*YOUR ASSIGNMENT*: Retype the entries below exactly, but begin at the line containing "of the house" and end at the last line.

(Beginning of STUDY MATERIAL)

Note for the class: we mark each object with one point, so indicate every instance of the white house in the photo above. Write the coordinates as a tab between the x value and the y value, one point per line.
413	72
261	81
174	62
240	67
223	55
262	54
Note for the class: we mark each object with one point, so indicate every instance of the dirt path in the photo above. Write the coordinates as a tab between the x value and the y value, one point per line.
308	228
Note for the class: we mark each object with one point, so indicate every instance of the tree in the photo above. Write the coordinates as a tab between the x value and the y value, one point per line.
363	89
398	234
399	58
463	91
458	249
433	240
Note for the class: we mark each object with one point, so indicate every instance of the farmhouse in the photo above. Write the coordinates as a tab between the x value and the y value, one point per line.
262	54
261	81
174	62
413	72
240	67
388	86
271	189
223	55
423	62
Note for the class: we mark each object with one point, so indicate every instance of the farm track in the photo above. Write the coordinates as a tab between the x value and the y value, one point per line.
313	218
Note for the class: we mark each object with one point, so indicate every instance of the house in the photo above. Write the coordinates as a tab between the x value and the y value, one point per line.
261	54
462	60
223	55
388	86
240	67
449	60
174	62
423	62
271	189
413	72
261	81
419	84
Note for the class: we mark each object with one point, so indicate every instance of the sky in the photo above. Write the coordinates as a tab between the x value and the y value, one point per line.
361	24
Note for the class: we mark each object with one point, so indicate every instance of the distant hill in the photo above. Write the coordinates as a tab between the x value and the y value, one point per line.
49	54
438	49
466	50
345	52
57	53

(End of STUDY MATERIAL)

*TASK OUTPUT*:
Note for the class: we mark each object with one point, so indicate every instance of the house in the photo above. Write the coordinates as a tab between the x value and the y value, one point per line.
261	54
462	60
223	55
388	86
240	67
449	60
174	62
423	62
271	189
413	72
261	81
419	84
Note for the class: we mark each object with one point, so indicate every instance of the sky in the photo above. Write the coordinates as a tab between the x value and the y value, one point per line.
361	24
Note for the class: we mark each object with one point, so indicate every instance of the distant hill in the photo above. Write the coordinates as a tab between the x value and the y value, one point per line.
49	54
438	49
466	50
345	52
57	53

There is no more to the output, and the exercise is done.